→ Stated exercise: Repeat the data word for word. Do not include the pictures.

→ Material provided:
------------------------------------------------------------------------
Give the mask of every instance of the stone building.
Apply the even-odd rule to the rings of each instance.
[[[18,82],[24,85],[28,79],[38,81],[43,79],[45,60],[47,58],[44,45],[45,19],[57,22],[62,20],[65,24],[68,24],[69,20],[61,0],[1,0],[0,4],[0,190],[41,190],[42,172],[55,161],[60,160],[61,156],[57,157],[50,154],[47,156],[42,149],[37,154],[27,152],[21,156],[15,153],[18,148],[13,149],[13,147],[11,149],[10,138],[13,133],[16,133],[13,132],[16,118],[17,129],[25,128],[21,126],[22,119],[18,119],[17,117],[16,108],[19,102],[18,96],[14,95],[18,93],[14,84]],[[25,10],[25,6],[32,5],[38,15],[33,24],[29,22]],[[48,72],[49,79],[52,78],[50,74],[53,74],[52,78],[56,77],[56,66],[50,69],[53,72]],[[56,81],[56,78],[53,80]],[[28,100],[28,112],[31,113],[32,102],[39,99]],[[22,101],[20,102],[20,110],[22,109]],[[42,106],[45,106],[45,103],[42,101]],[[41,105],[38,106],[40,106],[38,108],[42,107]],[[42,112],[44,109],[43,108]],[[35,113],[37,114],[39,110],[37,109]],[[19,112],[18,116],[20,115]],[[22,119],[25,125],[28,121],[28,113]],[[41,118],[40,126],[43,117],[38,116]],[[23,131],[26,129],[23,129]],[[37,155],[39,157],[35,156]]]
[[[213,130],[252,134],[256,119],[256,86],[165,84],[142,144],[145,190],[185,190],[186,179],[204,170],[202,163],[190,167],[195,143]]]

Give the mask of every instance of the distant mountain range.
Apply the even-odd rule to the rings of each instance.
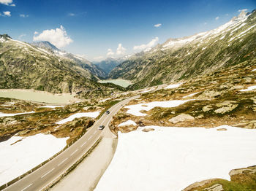
[[[0,35],[0,88],[81,92],[84,96],[121,89],[97,83],[105,73],[87,60],[62,52],[48,42],[33,44]]]
[[[97,77],[105,78],[107,77],[107,74],[104,71],[104,70],[98,67],[97,65],[93,64],[83,57],[73,55],[65,51],[61,51],[48,41],[32,42],[31,44],[50,50],[53,54],[55,54],[57,56],[71,59],[72,61],[75,61],[76,63],[79,64],[83,69],[89,71],[96,77],[96,79],[97,79]]]
[[[252,61],[256,55],[255,39],[256,11],[242,11],[216,29],[169,39],[134,55],[114,68],[109,77],[132,80],[132,89],[187,79]]]
[[[102,69],[108,75],[116,66],[127,60],[127,57],[120,58],[108,58],[99,62],[94,62],[95,65]]]

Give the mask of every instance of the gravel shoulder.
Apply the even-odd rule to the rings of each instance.
[[[50,190],[93,190],[112,160],[117,141],[115,138],[102,139],[92,153]]]

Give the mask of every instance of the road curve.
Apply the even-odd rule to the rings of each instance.
[[[133,96],[118,102],[110,109],[110,114],[104,114],[92,127],[69,148],[54,157],[53,160],[26,176],[18,182],[5,188],[4,191],[29,191],[40,190],[48,185],[54,179],[61,176],[66,170],[78,160],[96,142],[100,136],[111,134],[108,124],[113,116],[129,101],[139,98]],[[100,125],[105,126],[103,130],[98,130]]]

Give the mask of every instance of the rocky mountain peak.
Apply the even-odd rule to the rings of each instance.
[[[10,36],[7,34],[0,34],[0,39],[1,39],[1,38],[4,39],[5,40],[8,40],[8,39],[12,39],[11,36]]]
[[[51,44],[50,42],[48,42],[48,41],[32,42],[31,43],[31,44],[39,47],[50,49],[50,50],[53,50],[53,51],[60,51],[59,48],[57,48],[56,46],[54,46],[53,44]]]
[[[246,15],[247,12],[245,12],[244,10],[242,10],[240,14],[238,15],[238,18],[243,18]]]

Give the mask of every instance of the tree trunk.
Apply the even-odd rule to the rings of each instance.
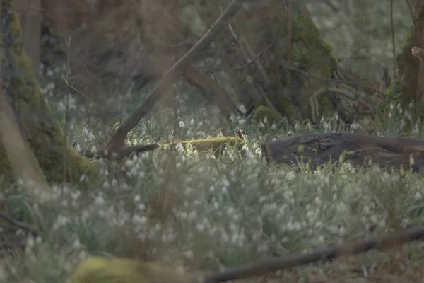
------------------------------------------------------------------------
→ Expected answer:
Give the mask of every instance of the stone building.
Apply the even-odd rule to the rings of each instance.
[[[18,82],[24,85],[28,79],[38,81],[43,79],[45,60],[47,58],[44,45],[45,19],[57,22],[62,20],[65,24],[68,24],[69,20],[61,0],[1,0],[0,4],[0,190],[41,190],[42,172],[55,161],[60,160],[61,156],[57,157],[50,154],[47,156],[42,149],[37,154],[27,152],[21,156],[15,153],[18,148],[13,149],[13,147],[11,149],[10,138],[13,133],[16,133],[13,132],[16,118],[17,129],[25,128],[21,126],[22,119],[18,119],[17,117],[16,108],[19,102],[18,96],[14,95],[18,93],[14,84]],[[25,10],[25,6],[32,5],[38,15],[33,24],[29,22]],[[48,72],[49,79],[52,78],[50,74],[53,74],[52,78],[56,77],[56,66],[50,69],[53,72]],[[56,81],[56,78],[53,80]],[[28,100],[28,112],[31,113],[32,102],[39,99]],[[22,101],[20,102],[20,110],[22,109]],[[42,106],[45,106],[45,103],[42,101]],[[41,105],[38,106],[40,106],[38,108],[42,107]],[[42,112],[44,109],[43,108]],[[35,113],[37,114],[39,110],[37,109]],[[19,112],[18,116],[20,115]],[[22,119],[25,125],[28,121],[28,113]],[[41,118],[40,126],[43,117],[38,116]],[[23,131],[26,129],[23,129]],[[37,155],[39,157],[35,156]]]
[[[213,130],[252,134],[256,119],[256,86],[165,84],[142,144],[145,190],[185,190],[186,179],[204,170],[202,163],[190,167],[195,143]]]

Give the mask of every instance of the distant mountain range.
Apply the even-odd rule to the rings of each instance.
[[[0,35],[0,88],[81,92],[84,96],[121,89],[97,83],[105,73],[87,60],[62,52],[48,42],[33,44]]]
[[[97,77],[105,78],[107,77],[107,74],[104,71],[104,70],[98,67],[97,65],[93,64],[83,57],[73,55],[65,51],[61,51],[48,41],[32,42],[31,44],[50,50],[53,54],[55,54],[57,56],[71,59],[72,61],[75,61],[76,63],[79,64],[83,69],[89,71],[96,77],[96,79],[97,79]]]
[[[252,61],[256,55],[255,39],[256,11],[242,11],[216,29],[169,39],[134,55],[114,68],[109,77],[132,80],[132,89],[187,79]]]
[[[102,69],[108,75],[116,66],[127,60],[127,57],[120,58],[108,58],[99,62],[94,62],[95,65]]]

Give the mask of every instance of the gravel shoulder.
Apply the even-odd rule to the rings of each instance.
[[[50,190],[93,190],[112,160],[117,141],[115,138],[102,139],[92,153]]]

Give the mask of every instance of the road curve.
Apply the even-odd rule to the rings of each instance.
[[[133,96],[118,102],[110,109],[110,114],[104,114],[92,127],[69,148],[54,157],[53,160],[26,176],[18,182],[5,188],[4,191],[29,191],[40,190],[48,185],[54,179],[61,176],[66,170],[78,160],[96,142],[100,136],[111,134],[108,124],[113,116],[129,101],[139,98]],[[100,125],[105,126],[103,130],[98,130]]]

Give the mask of every instance of the rocky mountain peak.
Apply the even-odd rule to the rings of each instance.
[[[10,36],[7,34],[0,34],[0,39],[1,39],[1,38],[4,39],[5,40],[8,40],[8,39],[12,39],[11,36]]]
[[[51,44],[50,42],[48,42],[48,41],[32,42],[31,43],[31,44],[39,47],[50,49],[50,50],[53,50],[53,51],[60,51],[59,48],[57,48],[56,46],[54,46],[53,44]]]
[[[246,15],[247,12],[245,12],[244,10],[242,10],[240,14],[238,15],[238,18],[243,18]]]

Give the mask of every instance of the tree trunk.
Apply the even-odd rule to the rings of each instance.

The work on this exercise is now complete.